===== Supplied information
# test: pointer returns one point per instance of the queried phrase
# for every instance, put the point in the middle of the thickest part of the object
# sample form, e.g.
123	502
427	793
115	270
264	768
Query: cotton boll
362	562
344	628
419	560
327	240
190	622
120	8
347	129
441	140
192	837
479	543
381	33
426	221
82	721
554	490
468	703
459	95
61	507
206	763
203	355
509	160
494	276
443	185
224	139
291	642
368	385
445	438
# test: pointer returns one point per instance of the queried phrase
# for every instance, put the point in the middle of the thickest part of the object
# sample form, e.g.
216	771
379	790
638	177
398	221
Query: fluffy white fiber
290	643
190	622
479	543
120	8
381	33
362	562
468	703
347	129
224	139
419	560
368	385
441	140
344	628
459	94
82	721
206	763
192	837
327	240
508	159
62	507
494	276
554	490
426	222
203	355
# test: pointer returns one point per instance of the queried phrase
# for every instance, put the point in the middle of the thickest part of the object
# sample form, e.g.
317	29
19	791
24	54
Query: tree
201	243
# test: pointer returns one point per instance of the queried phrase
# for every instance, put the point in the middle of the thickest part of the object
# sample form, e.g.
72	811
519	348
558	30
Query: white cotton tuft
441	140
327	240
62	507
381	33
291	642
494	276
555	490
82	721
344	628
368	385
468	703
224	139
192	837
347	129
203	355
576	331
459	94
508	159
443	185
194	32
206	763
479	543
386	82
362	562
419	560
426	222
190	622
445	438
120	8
==========
**Exercise prompt:**
Each record must be repeated exactly as it appears above.

**Response to the task:**
# test: pointer returns one point per instance of the queried phrase
# for every instance, put the point in the middle of the thickest part of the object
# sample form, e.g.
123	502
427	793
115	270
264	768
Query: cotton boll
362	562
344	628
419	560
327	240
190	622
120	8
347	129
441	140
192	837
479	543
381	33
426	221
82	721
554	490
468	703
459	95
61	507
206	763
203	355
509	160
494	276
443	185
224	139
291	642
368	385
445	438
# test: pointer returns one point per instance of the queried phrase
# for every instance, put the point in the middle of the thickest part of the object
# sample form, e.g.
216	771
379	790
638	177
398	221
Query: fluffy white fiber
290	643
190	622
479	543
120	8
381	33
362	562
468	703
347	129
224	139
419	560
368	385
441	140
344	628
459	94
82	721
206	763
192	837
327	240
508	159
62	507
494	276
554	490
426	222
203	355
# test: pointer returns one point per instance of the queried phrase
# for every instance, put the point in the middle of the thickest part of the object
# sample form, e.g.
317	29
19	791
24	54
Query: tree
201	243
# test: pointer returns one point per instance of the queried phrase
# for every instance, put the point in the middle of the thickest part of the object
# sample form, e.g.
72	811
519	348
558	30
Query: white cotton tuft
441	140
327	240
62	507
381	33
291	642
494	276
555	490
82	721
344	628
368	385
468	703
224	139
192	837
347	129
203	355
576	331
459	94
508	159
443	185
194	32
206	763
479	543
386	82
362	562
419	560
426	222
190	622
445	438
120	8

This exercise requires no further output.